* **Problem**
Write out the whole conference post word for word.

* **Supplied text**
"""
The full paper is about how we can use complex adaptive systems to understand organisational change. There's a decent sized literature on this, and my paper relates how we can use this to understand change processes in aged care facilities. I'm very happy to say that the paper won a highly commented student paper award at the conference (there were two awards for this, and my colleague Ning Wang from the same lab won the other commendation award!). You can download a pdf of the full paper on complex adaptive systems as a model for assessing organisational change of the introduction of health information systems, and a slidecast of the actual presentation is below:
The first of the presentations shows some metodology I've developed to visualise sociological data through concept maps, using existing sociological theories as a basis (post-modern developments of grounded theory - Situational Analysis and Institutional Ethnography). There's no paper associated with this one, but you can read see the slides below (but no audio this time):
All of this seems to be working out quite well. I talked to some people interested in health simulation modeling, and social network theory, as applied to health IT, and the emphasis on fairly hard to assess dynamics makes me think I'm on the right track, at least to an extent. This was especially so as my initial contact with the health simulation guy was after I'd presented my sociological methods, and the social network theory discussion was due to a chance encounter over an early lunch.
The second of the presentations outlines the preliminary results from the analytic framework I'm developing. This is very underdeveloped at the moment, so I'm not going to put it up here.
"""
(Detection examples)
"""
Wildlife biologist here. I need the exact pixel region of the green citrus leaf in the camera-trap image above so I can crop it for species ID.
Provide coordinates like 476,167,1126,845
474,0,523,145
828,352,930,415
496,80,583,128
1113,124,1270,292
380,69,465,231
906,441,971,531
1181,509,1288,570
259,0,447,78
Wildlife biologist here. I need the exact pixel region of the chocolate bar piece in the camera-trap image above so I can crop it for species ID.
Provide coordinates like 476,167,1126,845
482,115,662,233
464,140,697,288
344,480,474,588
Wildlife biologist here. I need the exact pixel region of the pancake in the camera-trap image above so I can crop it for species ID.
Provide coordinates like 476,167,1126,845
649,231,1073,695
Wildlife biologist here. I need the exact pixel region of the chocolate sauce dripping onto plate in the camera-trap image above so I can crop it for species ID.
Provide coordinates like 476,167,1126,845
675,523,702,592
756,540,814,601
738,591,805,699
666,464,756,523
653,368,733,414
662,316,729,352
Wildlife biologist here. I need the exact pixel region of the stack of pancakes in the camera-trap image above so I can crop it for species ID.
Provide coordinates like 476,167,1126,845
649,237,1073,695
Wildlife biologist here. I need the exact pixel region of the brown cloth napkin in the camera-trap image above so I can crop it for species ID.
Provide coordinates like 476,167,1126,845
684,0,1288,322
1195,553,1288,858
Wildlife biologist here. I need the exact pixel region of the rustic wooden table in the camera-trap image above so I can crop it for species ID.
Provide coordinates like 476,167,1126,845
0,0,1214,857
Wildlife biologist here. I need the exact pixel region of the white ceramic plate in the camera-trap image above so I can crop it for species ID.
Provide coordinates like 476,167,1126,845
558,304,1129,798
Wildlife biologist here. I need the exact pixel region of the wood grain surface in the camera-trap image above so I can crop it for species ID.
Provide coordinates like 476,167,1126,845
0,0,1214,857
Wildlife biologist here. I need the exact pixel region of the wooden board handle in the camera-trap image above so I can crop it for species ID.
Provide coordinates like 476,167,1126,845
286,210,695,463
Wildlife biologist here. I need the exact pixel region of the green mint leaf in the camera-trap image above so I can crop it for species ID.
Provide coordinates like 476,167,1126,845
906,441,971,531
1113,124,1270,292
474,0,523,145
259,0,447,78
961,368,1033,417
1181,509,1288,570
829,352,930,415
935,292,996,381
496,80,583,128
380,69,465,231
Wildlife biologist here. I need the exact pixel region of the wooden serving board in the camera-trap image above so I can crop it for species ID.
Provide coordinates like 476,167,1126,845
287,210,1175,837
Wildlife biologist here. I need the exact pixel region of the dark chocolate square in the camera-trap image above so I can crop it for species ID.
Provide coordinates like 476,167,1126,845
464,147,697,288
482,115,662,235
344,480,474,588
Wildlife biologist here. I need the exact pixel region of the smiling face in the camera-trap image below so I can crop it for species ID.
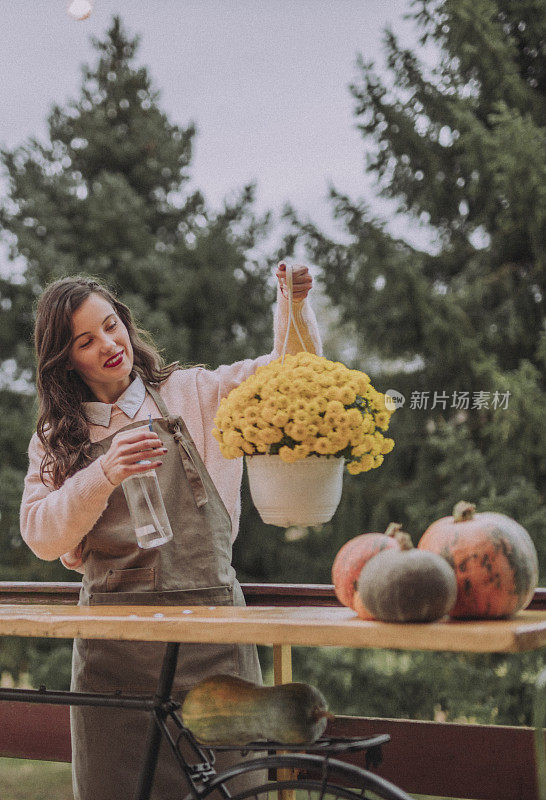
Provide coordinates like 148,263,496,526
68,293,133,403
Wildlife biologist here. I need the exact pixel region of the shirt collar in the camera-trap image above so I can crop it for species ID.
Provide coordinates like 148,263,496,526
82,375,146,428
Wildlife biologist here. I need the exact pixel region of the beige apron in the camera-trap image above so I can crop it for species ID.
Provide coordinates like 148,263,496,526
70,384,262,800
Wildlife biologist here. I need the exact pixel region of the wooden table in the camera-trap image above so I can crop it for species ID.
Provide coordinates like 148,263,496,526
0,604,546,798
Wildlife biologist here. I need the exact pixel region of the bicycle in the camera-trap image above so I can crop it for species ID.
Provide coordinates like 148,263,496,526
146,707,411,800
0,642,412,800
130,644,411,800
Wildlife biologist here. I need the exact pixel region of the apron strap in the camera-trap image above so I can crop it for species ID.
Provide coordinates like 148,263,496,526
145,383,208,508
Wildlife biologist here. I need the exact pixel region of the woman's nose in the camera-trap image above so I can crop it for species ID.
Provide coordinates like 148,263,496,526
101,334,116,353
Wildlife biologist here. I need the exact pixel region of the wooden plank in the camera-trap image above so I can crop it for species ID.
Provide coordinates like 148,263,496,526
0,605,546,653
0,701,72,764
0,581,546,611
273,644,292,685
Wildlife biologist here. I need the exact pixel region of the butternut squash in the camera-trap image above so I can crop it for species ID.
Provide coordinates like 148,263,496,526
182,675,332,746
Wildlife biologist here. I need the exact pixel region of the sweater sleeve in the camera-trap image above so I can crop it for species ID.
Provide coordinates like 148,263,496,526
197,287,322,410
20,433,115,561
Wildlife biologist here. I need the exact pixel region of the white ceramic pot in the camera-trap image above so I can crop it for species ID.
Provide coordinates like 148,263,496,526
246,455,345,528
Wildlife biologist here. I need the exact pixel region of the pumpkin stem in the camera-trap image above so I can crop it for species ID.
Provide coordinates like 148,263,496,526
385,522,413,550
453,500,476,522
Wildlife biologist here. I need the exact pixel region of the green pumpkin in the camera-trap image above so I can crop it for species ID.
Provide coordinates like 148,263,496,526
358,549,457,622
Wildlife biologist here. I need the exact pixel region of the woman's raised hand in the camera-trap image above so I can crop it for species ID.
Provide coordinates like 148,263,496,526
102,425,167,486
275,261,313,303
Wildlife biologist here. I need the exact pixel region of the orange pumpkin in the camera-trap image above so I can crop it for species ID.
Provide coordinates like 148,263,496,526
332,522,412,619
417,502,538,619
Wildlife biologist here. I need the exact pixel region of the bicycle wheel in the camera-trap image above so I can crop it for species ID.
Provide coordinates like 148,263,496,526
185,755,411,800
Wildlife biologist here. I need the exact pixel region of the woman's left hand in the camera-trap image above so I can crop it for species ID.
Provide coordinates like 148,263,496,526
275,261,313,303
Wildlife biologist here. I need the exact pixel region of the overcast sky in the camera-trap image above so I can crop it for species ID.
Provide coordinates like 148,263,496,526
0,0,434,276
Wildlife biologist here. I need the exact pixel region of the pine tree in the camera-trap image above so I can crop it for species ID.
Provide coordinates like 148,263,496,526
276,0,546,577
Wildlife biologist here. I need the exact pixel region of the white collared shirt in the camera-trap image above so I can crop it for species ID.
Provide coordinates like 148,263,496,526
82,375,146,428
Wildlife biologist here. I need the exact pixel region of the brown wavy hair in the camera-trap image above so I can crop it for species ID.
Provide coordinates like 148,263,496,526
34,275,191,488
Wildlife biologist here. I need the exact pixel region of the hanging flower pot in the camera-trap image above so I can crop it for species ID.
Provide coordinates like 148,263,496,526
246,455,344,528
212,266,394,527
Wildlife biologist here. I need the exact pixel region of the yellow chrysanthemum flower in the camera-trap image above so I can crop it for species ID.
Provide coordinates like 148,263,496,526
347,408,362,428
360,453,374,472
212,352,394,474
271,411,290,428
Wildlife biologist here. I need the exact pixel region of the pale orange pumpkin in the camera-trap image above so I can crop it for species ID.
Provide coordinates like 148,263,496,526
417,502,538,619
332,522,413,619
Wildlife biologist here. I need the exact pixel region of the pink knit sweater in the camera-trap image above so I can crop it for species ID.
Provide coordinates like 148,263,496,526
20,289,322,564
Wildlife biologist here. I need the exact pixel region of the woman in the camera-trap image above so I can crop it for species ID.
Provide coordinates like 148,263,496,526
21,266,321,800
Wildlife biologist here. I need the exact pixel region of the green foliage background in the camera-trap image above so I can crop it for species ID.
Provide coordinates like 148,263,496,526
0,0,546,724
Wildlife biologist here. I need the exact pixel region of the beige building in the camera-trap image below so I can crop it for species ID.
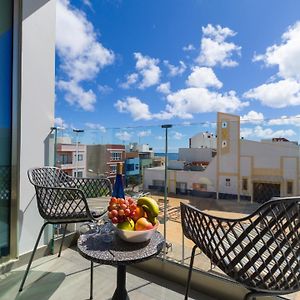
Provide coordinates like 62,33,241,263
144,113,300,202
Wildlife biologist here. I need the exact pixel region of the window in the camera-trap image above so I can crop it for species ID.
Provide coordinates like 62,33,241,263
110,165,117,173
242,178,248,191
126,164,134,172
286,181,293,195
74,171,83,178
153,180,165,186
225,178,230,186
111,152,122,160
57,153,72,165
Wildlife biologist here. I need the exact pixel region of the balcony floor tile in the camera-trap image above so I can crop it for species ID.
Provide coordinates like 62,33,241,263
0,249,213,300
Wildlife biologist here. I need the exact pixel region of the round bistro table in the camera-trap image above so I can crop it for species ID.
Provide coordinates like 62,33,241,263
77,231,164,300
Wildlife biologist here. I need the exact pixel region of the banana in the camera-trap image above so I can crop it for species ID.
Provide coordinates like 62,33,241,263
137,197,159,217
142,204,157,225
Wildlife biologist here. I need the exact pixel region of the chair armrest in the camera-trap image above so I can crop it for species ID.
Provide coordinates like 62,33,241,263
36,186,96,221
63,177,112,198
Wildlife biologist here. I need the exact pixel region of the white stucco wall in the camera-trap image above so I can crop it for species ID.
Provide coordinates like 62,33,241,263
19,0,56,254
178,148,212,162
191,132,217,149
241,140,299,168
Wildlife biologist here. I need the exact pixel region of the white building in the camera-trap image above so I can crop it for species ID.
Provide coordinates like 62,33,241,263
144,113,300,202
189,132,217,149
56,137,87,177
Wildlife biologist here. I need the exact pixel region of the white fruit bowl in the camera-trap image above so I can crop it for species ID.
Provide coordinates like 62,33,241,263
116,222,159,243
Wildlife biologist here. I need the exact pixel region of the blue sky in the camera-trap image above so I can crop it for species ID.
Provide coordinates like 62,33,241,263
56,0,300,148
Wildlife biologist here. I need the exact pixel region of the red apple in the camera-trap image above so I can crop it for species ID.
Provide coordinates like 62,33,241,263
135,217,154,231
132,206,145,222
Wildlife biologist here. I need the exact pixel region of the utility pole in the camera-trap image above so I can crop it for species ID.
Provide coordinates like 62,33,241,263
73,129,84,177
161,124,172,259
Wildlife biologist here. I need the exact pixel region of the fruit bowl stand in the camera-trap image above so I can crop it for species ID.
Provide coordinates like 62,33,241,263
77,230,164,300
116,223,159,243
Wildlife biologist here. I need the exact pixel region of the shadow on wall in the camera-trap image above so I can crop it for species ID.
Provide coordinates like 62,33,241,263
0,270,66,300
23,0,50,20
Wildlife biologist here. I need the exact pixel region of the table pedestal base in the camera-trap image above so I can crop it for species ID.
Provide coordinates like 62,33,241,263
112,265,129,300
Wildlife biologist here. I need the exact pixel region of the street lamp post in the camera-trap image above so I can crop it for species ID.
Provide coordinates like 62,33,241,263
161,124,172,259
73,129,84,177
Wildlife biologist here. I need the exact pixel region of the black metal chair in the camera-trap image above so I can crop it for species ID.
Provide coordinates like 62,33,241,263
181,197,300,300
19,167,112,297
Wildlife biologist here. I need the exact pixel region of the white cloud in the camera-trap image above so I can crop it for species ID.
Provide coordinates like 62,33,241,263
134,52,161,89
57,80,96,111
155,135,165,141
116,131,132,141
82,0,93,10
54,117,69,129
186,67,223,89
171,131,184,140
114,97,151,121
85,123,106,132
182,44,195,51
156,82,171,94
244,22,300,108
243,78,300,108
254,22,300,81
197,24,241,67
98,84,113,94
241,126,296,139
166,88,249,119
268,115,300,127
164,60,186,77
137,129,151,137
120,73,139,89
56,0,114,111
241,110,264,124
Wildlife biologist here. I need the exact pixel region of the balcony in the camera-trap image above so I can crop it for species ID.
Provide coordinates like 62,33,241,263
0,118,300,300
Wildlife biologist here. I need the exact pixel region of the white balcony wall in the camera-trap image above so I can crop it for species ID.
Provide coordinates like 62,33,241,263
19,0,56,254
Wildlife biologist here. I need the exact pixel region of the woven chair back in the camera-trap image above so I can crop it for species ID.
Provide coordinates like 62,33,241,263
181,198,300,294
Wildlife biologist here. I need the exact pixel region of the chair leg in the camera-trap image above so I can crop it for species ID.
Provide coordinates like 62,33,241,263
57,223,68,257
243,291,268,300
19,222,49,292
184,245,197,300
90,261,94,300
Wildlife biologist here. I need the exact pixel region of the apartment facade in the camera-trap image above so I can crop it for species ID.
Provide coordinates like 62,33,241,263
144,113,300,202
86,144,126,180
56,137,87,177
0,0,56,266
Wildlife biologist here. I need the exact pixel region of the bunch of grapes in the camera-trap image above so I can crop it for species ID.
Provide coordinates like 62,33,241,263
108,197,137,224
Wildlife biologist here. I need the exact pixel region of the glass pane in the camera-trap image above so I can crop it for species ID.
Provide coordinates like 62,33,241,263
0,0,12,257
"""
* **Answer below**
The full paper is about how we can use complex adaptive systems to understand organisational change. There's a decent sized literature on this, and my paper relates how we can use this to understand change processes in aged care facilities. I'm very happy to say that the paper won a highly commented student paper award at the conference (there were two awards for this, and my colleague Ning Wang from the same lab won the other commendation award!). You can download a pdf of the full paper on complex adaptive systems as a model for assessing organisational change of the introduction of health information systems, and a slidecast of the actual presentation is below:
The first of the presentations shows some metodology I've developed to visualise sociological data through concept maps, using existing sociological theories as a basis (post-modern developments of grounded theory - Situational Analysis and Institutional Ethnography). There's no paper associated with this one, but you can read see the slides below (but no audio this time):
All of this seems to be working out quite well. I talked to some people interested in health simulation modeling, and social network theory, as applied to health IT, and the emphasis on fairly hard to assess dynamics makes me think I'm on the right track, at least to an extent. This was especially so as my initial contact with the health simulation guy was after I'd presented my sociological methods, and the social network theory discussion was due to a chance encounter over an early lunch.
The second of the presentations outlines the preliminary results from the analytic framework I'm developing. This is very underdeveloped at the moment, so I'm not going to put it up here.